What is required >> Please give the items below as a Markdown table with two columns, Row and Line. Number each line in Row, put its text in Line, and leave out blank lines.

• • • • •

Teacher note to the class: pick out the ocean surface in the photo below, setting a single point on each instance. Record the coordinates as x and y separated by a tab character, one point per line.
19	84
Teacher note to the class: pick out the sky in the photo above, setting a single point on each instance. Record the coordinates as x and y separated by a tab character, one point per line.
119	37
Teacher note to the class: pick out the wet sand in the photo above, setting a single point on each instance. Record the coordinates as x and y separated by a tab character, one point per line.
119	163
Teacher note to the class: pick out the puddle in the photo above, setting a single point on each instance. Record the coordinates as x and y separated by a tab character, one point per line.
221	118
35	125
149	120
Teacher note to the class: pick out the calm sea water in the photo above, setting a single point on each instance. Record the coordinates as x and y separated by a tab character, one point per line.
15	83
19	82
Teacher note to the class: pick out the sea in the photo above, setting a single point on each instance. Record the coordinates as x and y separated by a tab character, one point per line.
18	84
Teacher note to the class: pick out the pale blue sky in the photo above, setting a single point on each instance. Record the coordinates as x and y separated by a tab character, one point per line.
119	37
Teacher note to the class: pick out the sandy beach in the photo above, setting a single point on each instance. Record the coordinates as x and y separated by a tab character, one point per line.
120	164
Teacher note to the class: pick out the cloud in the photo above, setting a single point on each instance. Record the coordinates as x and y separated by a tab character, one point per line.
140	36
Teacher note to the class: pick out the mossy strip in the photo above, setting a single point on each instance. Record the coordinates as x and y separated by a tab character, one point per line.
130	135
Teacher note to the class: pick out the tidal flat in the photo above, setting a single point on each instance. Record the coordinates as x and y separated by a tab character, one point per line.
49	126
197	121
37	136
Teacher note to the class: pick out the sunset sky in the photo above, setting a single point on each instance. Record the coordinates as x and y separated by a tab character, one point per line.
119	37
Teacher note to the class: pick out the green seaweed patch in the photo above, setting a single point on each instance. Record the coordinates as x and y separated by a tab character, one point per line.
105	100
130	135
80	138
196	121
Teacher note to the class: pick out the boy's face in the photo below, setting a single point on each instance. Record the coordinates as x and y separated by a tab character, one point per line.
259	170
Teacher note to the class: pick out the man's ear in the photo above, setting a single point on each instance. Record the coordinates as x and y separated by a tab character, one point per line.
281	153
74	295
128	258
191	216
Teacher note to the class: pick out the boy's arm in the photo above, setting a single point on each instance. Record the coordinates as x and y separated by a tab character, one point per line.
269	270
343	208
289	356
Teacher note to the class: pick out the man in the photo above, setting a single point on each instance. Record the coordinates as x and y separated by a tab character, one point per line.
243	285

• • • • •

Completed task >>
| Row | Line |
|---|---|
| 1 | Teacher note to the class: pick out the ocean surface in the photo below, setting a single point on each instance. Record the coordinates as x and y separated by a tab character, one point per line. |
| 2 | 19	84 |
| 3 | Teacher note to the class: pick out the sky in the photo above, setting a single point on each instance. Record the coordinates as x and y separated by a tab character, one point per line. |
| 4 | 119	37 |
| 5 | Teacher note to the class: pick out the wet sand in the photo above, setting a single point on each instance. Record the coordinates as x and y separated by a tab character, one point per line. |
| 6 | 119	163 |
| 7 | Teacher note to the class: pick out the puddle in the photo above, setting a single point on each instance. Record the coordinates as x and y separated by a tab character, one point per line. |
| 8 | 221	118 |
| 9 | 35	125 |
| 10 | 149	120 |
| 11 | Teacher note to the class: pick out the calm sea water in the photo above, setting a single point on each instance. Record the coordinates as x and y separated by a tab character, one point per line. |
| 12 | 15	83 |
| 13 | 19	82 |
| 14 | Teacher note to the class: pick out the sea in the photo above, setting a single point on each instance. Record the coordinates as x and y separated by a tab character, one point per line. |
| 15 | 18	84 |
| 16 | Teacher note to the class: pick out the pale blue sky in the photo above, setting a single point on each instance. Record the coordinates as x and y separated by a tab character, one point per line. |
| 17 | 119	37 |
| 18 | Teacher note to the class: pick out the sandy beach in the photo above, setting a single point on each instance. Record the coordinates as x and y separated by a tab character, one point per line. |
| 19 | 120	164 |
| 20 | Teacher note to the class: pick out the cloud in the photo above, setting a single point on each instance. Record the coordinates as x and y separated by a tab character, one point per line. |
| 21 | 140	36 |
| 22 | Teacher note to the class: pick out the mossy strip in the photo above, setting a single point on each instance. Record the coordinates as x and y separated by a tab character, one point per line. |
| 23 | 130	135 |
| 24 | Teacher note to the class: pick out the tidal flat in the photo above, setting a single point on each instance. Record the coordinates as x and y separated by a tab character, one point per line. |
| 25 | 49	126 |
| 26 | 197	121 |
| 27 | 37	136 |
| 28 | Teacher note to the class: pick out the sunset sky in the photo above, setting a single point on each instance. Record the coordinates as x and y separated by a tab character, one point per line. |
| 29 | 119	37 |
| 30 | Teacher note to the class: pick out the green seaweed patch in the photo above, setting a single point on each instance. Record the coordinates as x and y separated by a tab character, one point per line. |
| 31 | 105	100 |
| 32 | 130	135 |
| 33 | 80	138 |
| 34 | 196	121 |
| 35 | Teacher note to the class: pick out the boy's face in the photo below, setting a single point on each instance. Record the coordinates as x and y separated by a tab character, one point per line. |
| 36 | 259	170 |
| 37 | Teacher note to the class: pick out the man's ear in the photo above, setting a single point on each instance. Record the coordinates as x and y separated by a tab character, one point per line. |
| 38 | 281	153 |
| 39 | 74	295 |
| 40 | 128	258 |
| 41 | 191	216 |
| 42 | Teacher note to the class: pick out the boy's arm in the photo above, setting a single point on each instance. Record the coordinates as x and y separated by a tab character, one point per line. |
| 43 | 269	270 |
| 44 | 343	208 |
| 45 | 289	356 |
| 46 | Teacher note to the class: pick out the man in the photo above, setting a single point on each instance. Record the coordinates as x and y separated by a tab character, one point per line. |
| 47 | 243	285 |